▶ [WORK REQUIRED]: Reproduce the records word for word, everything from the line containing "Identify the sink" down to the line containing "Target: toilet paper roll", with both of those lines included. Leave the pictures out of your copy.

▶ [EXERCISE MATERIAL]:
>> START

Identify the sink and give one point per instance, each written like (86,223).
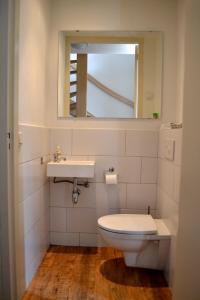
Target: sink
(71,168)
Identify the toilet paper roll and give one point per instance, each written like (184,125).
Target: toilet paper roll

>> END
>> START

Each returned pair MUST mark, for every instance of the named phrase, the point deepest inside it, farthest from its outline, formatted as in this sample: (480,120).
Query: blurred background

>> END

▶ [RESPONSE]:
Identify the sink and give one point per instance, each written like (86,223).
Target: sink
(71,168)
Identify the toilet paper roll and give one point per instance, each written like (184,125).
Target: toilet paper roll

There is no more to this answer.